Exercise —
Take the line that has "beam in the photo above." in it and every line after it to the end of the entries, and reproduce them exactly.

## BEGIN Exercise inputs

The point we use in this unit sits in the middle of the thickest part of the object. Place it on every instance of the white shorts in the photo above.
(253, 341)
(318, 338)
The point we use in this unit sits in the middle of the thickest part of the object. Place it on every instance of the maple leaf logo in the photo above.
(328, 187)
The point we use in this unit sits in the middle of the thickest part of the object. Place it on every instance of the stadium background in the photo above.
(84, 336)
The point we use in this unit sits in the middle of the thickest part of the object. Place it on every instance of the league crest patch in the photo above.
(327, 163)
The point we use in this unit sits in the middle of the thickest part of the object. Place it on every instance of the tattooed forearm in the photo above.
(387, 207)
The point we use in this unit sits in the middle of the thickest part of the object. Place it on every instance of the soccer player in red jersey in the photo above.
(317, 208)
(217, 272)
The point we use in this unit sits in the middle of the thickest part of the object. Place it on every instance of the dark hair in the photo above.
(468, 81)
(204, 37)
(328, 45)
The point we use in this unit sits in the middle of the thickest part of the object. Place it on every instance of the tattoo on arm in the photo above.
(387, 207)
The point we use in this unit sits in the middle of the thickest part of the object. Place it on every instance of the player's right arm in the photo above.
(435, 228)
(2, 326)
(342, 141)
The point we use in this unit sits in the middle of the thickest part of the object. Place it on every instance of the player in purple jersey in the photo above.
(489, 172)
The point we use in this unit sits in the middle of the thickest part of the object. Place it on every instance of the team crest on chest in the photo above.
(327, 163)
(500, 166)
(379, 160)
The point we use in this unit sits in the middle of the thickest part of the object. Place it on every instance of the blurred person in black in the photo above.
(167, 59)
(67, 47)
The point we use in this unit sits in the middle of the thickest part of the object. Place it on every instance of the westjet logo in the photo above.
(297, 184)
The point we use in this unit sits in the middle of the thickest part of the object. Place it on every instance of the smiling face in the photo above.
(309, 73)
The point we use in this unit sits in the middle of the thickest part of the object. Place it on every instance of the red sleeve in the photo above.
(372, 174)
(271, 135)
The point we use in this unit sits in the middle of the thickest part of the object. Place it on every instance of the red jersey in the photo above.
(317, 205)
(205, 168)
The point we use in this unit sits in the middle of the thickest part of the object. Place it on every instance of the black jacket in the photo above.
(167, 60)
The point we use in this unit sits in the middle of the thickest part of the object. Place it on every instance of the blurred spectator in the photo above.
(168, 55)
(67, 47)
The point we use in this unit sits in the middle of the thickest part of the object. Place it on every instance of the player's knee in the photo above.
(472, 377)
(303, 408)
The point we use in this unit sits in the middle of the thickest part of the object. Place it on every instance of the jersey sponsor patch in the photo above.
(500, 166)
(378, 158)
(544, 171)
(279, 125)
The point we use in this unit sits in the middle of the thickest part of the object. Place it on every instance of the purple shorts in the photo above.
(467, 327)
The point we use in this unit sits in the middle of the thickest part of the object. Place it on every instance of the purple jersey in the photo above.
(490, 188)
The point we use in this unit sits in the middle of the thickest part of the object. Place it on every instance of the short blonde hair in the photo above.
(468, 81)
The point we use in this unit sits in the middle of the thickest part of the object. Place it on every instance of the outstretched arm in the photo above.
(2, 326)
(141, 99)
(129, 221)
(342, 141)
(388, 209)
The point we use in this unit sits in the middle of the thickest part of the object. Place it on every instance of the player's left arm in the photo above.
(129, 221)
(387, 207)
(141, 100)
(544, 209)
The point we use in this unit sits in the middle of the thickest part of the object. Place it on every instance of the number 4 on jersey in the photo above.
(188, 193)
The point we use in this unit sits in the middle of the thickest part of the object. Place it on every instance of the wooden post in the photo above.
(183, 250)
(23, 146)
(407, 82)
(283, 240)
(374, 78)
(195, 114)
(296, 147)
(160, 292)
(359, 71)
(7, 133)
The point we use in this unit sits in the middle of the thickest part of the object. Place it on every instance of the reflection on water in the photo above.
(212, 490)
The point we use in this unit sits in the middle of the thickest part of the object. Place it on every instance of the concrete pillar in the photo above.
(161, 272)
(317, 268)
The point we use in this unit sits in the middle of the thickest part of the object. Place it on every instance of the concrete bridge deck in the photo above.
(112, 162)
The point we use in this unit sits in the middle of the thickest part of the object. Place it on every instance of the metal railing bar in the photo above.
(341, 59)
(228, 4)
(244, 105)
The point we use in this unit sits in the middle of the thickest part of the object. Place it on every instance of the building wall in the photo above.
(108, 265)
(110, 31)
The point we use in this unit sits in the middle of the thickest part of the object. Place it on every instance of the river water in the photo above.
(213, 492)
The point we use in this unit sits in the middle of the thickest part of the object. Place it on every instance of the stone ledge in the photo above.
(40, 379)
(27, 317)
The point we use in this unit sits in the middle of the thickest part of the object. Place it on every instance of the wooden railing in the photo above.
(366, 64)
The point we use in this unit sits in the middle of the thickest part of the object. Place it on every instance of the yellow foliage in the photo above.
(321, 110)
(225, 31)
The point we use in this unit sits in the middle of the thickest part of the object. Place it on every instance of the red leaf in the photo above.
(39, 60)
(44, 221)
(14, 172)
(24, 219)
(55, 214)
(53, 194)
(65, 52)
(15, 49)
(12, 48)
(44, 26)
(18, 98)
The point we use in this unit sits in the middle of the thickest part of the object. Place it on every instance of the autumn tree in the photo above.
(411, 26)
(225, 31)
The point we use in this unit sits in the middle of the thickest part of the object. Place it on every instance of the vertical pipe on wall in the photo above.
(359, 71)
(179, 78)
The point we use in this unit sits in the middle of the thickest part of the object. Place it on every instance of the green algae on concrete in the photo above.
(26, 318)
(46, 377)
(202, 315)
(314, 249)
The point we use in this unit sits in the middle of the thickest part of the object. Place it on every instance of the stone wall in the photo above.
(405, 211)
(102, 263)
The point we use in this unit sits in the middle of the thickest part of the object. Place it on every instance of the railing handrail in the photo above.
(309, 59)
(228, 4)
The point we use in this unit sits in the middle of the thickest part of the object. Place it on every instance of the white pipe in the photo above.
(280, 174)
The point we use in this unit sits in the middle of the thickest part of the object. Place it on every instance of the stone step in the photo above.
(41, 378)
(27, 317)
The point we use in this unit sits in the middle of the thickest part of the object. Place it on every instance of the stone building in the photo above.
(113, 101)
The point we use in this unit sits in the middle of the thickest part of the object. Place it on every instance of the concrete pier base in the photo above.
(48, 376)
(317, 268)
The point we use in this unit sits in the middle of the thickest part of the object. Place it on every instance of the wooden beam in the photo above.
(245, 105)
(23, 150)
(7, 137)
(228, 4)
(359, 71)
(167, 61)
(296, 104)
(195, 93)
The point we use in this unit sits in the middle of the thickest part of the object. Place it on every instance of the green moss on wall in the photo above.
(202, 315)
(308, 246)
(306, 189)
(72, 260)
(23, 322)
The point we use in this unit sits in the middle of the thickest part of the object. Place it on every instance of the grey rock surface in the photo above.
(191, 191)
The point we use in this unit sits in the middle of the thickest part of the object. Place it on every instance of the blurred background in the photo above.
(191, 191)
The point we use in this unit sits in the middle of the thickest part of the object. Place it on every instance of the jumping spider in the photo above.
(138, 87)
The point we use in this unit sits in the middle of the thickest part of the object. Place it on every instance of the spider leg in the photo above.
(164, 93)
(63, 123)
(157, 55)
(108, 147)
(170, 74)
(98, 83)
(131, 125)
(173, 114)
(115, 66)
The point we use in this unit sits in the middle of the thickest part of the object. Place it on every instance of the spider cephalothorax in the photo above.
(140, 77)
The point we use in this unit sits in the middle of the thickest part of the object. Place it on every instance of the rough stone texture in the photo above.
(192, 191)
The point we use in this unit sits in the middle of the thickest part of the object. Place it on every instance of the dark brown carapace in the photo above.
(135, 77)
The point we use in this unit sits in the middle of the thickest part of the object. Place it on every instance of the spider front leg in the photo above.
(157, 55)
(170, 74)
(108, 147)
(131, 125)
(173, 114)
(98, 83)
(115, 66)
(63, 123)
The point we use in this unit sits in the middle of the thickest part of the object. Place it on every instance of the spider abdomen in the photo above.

## END Exercise inputs

Result of this exercise —
The point we use in this unit sits in the middle of the thickest part of the object. Place it on every instance of the wooden beam in the photo above.
(245, 105)
(23, 150)
(7, 137)
(228, 4)
(359, 71)
(167, 61)
(296, 104)
(195, 93)
The point we use in this unit sits in the middle of the thickest part of the object. Place it on every instance of the green moss on wall in the photo above.
(202, 315)
(308, 246)
(306, 189)
(72, 260)
(23, 322)
The point we use in this unit sits in the middle of the thickest part of the object. Place it on every instance of the grey rock surface in the photo above.
(191, 191)
The point we use in this unit sits in the middle of the thickest part of the object. Place it on every instance of the blurred background in the photo above.
(191, 191)
The point we use in this unit sits in the middle of the thickest part of the object. Place it on every instance of the jumping spider in the photo above.
(138, 87)
The point we use in this unit sits in the middle of the thickest part of the object. Place it on every instance of the spider leg in the photo above.
(164, 93)
(63, 123)
(157, 55)
(108, 147)
(170, 74)
(98, 83)
(131, 125)
(173, 114)
(115, 66)
The point we use in this unit sits in the middle of the thickest part of the object. Place it on every instance of the spider cephalothorax in the photo above.
(140, 77)
The point we use in this unit sits in the middle of the thickest part of the object. Place it on every instance of the rough stone texture in the photo above.
(192, 191)
The point we use in this unit sits in the middle of the thickest part of the object. Place it on every instance of the dark brown carapace in the photo above.
(135, 77)
The point we use in this unit sits in the middle of the thickest part of the object. Place it on every instance of the spider front leg in the photo above.
(157, 55)
(170, 74)
(108, 147)
(131, 125)
(173, 114)
(98, 83)
(115, 66)
(63, 123)
The point we use in this unit sits in the middle of the thickest part of the object. Place it on every instance of the spider abdomen in the photo above.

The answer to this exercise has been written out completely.